-- Passage given start --
On 08/24/2012 12:47 PM, Eric Dumazet wrote:
>
> dev_alloc_skb() can return NULL
>
> -> crash
>
> skb_clone() can also return NULL
>
> -> crash

I have prepared a patch to fix all the unchecked allocations.

Over the weekend I made some progress. To test the latest vendor driver, I
installed a 32-bit system. Their driver is not compatible with a 64-bit system.
I found that not only did the vendor driver work with secure sites, but so did
the in-kernel version. I now have tcpdump output for the 32-bit case that works,
and the 64-bit case that fails. It seems likely that I missed some 32/64 bit
incompatibility when I did the conversion.

Thanks for all your help in trying to resolve this issue.

Larry



2012-08-23 20:57:14

by Larry Finger

[permalink] [raw]
Subject: Re: Regression associated with commit c8628155ece3 - "tcp: reduce out_of_order memory use"

On 08/22/2012 11:03 PM, Eric Dumazet wrote:
>
> Changing the allocation size removes the problem ? thats really strange.
>
> If you try different sizes in the 9100-30720 range, can you pinpoint the
> failure threshold ?

The allocation size change did not fix the problem. It turned out that 10 tries
from a secure web page were not enough to trigger this intermittent problem that
particular test.
-- Passage given end --
Given problem 1:
According to the mailing list excerpt, why was a 32-bit system installed?
Given problem 2:
Please duplicate the mailing list excerpt from "[permalink] [raw]" up to and including "failure threshold ?".
-- Stored rows start --
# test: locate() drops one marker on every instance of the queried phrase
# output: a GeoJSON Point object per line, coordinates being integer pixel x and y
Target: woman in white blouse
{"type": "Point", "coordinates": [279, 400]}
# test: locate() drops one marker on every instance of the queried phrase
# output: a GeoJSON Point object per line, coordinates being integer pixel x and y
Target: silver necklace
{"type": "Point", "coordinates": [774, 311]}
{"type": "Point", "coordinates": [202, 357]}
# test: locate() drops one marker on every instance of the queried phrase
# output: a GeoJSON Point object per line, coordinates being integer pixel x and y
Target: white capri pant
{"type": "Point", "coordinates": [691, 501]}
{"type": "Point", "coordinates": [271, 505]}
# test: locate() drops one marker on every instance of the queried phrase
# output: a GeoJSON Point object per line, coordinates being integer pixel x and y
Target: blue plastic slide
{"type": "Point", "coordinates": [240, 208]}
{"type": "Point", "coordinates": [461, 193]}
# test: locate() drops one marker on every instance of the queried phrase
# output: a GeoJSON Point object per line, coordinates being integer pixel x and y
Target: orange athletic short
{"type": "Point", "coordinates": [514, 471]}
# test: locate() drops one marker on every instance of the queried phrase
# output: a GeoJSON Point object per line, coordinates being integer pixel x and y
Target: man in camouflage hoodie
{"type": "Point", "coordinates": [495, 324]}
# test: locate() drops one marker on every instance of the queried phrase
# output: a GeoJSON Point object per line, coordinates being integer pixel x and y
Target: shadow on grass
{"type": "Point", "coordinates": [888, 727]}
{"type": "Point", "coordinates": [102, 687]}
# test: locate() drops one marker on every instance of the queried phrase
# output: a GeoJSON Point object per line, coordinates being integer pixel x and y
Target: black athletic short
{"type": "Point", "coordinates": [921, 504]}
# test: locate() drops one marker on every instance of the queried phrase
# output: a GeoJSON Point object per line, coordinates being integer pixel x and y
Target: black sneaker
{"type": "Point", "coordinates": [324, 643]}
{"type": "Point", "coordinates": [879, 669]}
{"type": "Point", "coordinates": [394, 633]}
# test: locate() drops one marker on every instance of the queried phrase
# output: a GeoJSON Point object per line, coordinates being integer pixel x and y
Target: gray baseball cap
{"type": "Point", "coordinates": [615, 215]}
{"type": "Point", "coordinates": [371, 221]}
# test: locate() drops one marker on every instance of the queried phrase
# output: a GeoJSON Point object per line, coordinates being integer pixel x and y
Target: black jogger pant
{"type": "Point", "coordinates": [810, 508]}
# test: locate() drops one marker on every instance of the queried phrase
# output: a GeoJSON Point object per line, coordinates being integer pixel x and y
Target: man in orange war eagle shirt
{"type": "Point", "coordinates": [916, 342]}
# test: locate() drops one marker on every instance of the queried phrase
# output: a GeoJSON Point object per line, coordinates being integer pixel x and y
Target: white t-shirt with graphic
-- Stored rows end --
-- Stored rows start --
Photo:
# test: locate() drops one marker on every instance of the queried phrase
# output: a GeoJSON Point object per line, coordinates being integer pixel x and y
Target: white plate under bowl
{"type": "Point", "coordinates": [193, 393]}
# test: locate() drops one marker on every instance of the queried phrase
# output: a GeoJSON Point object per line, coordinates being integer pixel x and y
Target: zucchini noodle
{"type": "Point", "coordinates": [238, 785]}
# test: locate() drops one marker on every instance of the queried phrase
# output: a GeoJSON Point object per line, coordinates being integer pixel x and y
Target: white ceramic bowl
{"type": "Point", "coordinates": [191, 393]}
-- Stored rows end --
Task answer 1:
It was installed to test the latest vendor driver, which is not compatible with a 64-bit system.

Task answer 2:
[permalink] [raw]
Subject: Re: Regression associated with commit c8628155ece3 - "tcp: reduce out_of_order memory use"

On 08/22/2012 11:03 PM, Eric Dumazet wrote:
>
> Changing the allocation size removes the problem ? thats really strange.
>
> If you try different sizes in the 9100-30720 range, can you pinpoint the
> failure threshold ?